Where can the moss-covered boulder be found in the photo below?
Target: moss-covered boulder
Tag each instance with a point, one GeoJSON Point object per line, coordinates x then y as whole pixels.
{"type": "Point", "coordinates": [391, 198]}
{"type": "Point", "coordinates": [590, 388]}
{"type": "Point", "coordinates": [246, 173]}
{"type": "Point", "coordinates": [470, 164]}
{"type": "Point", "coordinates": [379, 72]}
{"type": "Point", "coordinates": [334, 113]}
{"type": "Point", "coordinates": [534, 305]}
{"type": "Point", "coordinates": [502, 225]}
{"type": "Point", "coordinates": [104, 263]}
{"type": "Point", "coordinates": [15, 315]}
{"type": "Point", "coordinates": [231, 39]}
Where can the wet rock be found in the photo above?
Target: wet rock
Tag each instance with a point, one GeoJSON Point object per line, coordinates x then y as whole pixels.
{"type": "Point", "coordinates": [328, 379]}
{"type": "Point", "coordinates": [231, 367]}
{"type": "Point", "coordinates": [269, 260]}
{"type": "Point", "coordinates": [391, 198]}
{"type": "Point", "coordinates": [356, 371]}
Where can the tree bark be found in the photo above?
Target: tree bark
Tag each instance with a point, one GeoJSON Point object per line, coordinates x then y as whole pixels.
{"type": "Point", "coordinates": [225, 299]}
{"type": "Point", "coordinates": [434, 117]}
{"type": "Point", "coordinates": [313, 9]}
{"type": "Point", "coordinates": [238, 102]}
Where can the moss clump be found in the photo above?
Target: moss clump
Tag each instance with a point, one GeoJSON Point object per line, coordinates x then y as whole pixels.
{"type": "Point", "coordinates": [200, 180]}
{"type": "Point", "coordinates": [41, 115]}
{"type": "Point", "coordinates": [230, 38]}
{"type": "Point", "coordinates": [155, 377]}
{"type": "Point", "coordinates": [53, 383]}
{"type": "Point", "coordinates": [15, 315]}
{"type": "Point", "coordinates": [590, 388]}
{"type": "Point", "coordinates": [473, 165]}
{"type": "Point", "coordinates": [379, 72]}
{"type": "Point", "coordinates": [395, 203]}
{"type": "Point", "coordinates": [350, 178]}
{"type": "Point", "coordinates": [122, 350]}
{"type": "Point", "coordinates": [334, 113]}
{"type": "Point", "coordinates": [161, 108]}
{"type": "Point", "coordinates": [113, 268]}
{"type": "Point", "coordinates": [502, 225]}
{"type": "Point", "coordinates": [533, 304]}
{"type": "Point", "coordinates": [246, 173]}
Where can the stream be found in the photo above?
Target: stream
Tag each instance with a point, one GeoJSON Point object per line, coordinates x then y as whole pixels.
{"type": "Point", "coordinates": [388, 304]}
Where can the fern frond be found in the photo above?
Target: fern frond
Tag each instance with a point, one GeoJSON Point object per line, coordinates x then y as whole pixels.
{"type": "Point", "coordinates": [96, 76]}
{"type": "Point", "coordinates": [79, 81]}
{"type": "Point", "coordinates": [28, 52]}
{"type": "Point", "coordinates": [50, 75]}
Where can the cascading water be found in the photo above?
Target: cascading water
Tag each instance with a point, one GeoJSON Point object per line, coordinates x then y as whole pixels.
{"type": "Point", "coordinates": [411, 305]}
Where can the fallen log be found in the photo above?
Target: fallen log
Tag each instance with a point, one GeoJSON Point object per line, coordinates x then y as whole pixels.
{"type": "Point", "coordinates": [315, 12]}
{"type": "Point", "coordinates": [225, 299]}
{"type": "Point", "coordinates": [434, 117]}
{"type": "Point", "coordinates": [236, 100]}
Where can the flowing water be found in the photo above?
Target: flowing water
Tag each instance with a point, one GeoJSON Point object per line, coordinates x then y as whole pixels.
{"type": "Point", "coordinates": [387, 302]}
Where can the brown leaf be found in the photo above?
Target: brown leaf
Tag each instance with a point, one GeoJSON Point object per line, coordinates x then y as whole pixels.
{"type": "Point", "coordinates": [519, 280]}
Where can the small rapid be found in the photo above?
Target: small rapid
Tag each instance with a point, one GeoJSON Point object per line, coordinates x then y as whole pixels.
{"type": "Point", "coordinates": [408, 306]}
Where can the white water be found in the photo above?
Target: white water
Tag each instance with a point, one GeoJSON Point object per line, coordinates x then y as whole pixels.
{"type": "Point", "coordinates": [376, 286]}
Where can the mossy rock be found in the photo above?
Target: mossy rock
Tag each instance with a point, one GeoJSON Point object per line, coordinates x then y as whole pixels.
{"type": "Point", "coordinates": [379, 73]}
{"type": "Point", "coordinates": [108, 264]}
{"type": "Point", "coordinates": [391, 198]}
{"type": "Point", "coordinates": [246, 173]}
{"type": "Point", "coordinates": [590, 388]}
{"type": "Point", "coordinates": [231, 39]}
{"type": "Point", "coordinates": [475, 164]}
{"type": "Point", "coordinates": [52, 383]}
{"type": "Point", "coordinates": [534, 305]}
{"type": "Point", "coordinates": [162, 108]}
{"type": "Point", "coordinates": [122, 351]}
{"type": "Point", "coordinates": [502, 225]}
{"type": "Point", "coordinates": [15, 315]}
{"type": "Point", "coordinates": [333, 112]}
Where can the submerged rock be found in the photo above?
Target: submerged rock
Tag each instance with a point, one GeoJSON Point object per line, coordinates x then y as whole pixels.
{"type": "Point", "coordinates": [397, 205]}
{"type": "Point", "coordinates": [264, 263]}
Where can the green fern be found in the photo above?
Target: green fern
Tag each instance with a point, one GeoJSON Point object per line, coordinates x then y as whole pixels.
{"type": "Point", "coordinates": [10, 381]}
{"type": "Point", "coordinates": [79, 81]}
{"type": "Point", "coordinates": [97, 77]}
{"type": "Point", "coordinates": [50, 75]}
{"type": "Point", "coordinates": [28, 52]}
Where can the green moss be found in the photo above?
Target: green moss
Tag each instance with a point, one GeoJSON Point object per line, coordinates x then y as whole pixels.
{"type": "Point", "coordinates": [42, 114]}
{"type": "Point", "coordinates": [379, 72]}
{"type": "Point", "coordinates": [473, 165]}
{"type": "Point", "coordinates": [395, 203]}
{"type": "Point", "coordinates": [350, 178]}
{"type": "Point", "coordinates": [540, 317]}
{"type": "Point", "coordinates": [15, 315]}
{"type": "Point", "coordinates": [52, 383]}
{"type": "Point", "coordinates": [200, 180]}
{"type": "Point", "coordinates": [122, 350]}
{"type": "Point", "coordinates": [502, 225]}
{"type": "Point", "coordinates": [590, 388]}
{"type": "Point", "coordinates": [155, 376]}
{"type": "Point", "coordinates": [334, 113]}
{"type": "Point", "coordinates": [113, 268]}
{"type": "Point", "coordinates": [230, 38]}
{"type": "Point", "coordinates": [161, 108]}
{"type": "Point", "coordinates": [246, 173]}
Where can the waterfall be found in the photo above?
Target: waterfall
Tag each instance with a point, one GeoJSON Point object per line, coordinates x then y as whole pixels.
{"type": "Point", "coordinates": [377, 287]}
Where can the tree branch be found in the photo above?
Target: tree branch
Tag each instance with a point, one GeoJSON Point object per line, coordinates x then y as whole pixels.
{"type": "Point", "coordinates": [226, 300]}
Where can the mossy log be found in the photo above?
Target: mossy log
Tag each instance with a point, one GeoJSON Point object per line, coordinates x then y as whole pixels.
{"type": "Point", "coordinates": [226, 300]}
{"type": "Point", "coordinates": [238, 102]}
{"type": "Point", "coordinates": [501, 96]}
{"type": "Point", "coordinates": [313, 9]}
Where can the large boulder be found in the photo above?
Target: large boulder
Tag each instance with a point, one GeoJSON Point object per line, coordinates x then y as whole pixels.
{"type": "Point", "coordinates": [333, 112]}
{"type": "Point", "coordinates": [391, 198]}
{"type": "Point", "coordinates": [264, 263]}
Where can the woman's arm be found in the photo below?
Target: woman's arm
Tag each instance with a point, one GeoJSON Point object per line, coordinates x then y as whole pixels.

══════

__EXERCISE DESCRIPTION__: Please quote exactly the lines from the one containing "Where can the waterfall" through the last line of the records above, both included, and nothing else.

__FINAL RESULT__:
Where can the waterfall be found in the photo above?
Target: waterfall
Tag each instance with a point, one GeoJSON Point object per line, coordinates x then y as whole pixels.
{"type": "Point", "coordinates": [377, 287]}
Where can the tree branch be found in the photo above?
Target: tree branch
Tag each instance with a point, one GeoJSON Point object per line, coordinates x then y as whole pixels.
{"type": "Point", "coordinates": [226, 300]}
Where can the mossy log be found in the photo above?
Target: mossy log
Tag each instance with a point, one GeoJSON Point object per line, coordinates x then y as whole pixels.
{"type": "Point", "coordinates": [226, 300]}
{"type": "Point", "coordinates": [238, 102]}
{"type": "Point", "coordinates": [501, 96]}
{"type": "Point", "coordinates": [313, 9]}
Where can the large boulder be found in the photo above?
Target: large boulder
Tag each instance with a point, one GeoJSON Point object per line, coordinates x then y as whole pixels.
{"type": "Point", "coordinates": [333, 112]}
{"type": "Point", "coordinates": [391, 198]}
{"type": "Point", "coordinates": [264, 263]}
Where can the woman's arm be found in the photo below?
Target: woman's arm
Tag each instance with a point, one GeoJSON Point object per line, coordinates x then y as whole pixels.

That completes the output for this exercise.